#### SOURCE PASSAGE:
* * *

I think it’s so nice that the marketing people will respect some of those wishes. I went back and forth whether our audience wants to know about the double or not. I think it’s a fun element, and if you know about it before, it doesn’t really ruin it. I’m not sure it does, but it’s real fun when you get to come into a movie and not know the ending and continue to twist it.

He went crazy doing it. I didn’t know what it would turn into. With Woody, I want to just put on the stuff and see what happens, and you’re like, “Okay, but when are we going to put on the stuff?” It’s the day of the shoot, and I don’t know what’s going to come out of his mouth, I have no idea. I kept thinking of Johnny Depp in Pirates, and he’s going to create a character and it might be weird, and we might be, “What the fuck is happening?” or I’m going to trust his instincts and trust that the weirder it is, the more interesting it will be. We’ve seen Woody in so many different characters. Let’s let him just paint, so he put on that prosthetic nose, perfect teeth, full head of curly hair, the tan, and he just became this thing. I think the studio was a little bit scared at first. “What is Chase?” “Let’s just trust him and move, let’s go, and let’s not discuss it.”

And he found this weird character Chase. None of his delivery of any lines goes to any normal speaking pattern, so it makes it hard to edit because you’re like, “Is that the punchline or not?” But that’s kind of the fun part of his brilliance.

* * *

#### SUPPLIED DATA:
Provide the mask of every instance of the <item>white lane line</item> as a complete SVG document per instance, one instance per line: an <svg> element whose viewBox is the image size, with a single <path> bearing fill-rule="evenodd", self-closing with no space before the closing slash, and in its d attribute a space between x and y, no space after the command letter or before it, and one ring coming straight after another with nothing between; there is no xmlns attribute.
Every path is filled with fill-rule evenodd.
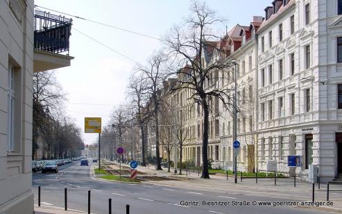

* * *

#### EXERCISES:
1 – From the interview passage, list each thing Woody put on to become Chase.
2 – Using the interview passage, decide whether each statement agrees with it. Answer yes or no, and quote the words that settle it.
(a) The speaker knew in advance what Woody would say on the day of the shoot.
(b) The speaker thinks that knowing about the double beforehand doesn't really ruin it.
(c) The studio was a little scared at first.
The listing plays no part in this work.

#### THE REPLIES:
1 –
- prosthetic nose
- perfect teeth
- full head of curly hair
- the tan

2 –
(a) No: "I don’t know what’s going to come out of his mouth, I have no idea."
(b) Yes: "if you know about it before, it doesn’t really ruin it."
(c) Yes: "I think the studio was a little bit scared at first."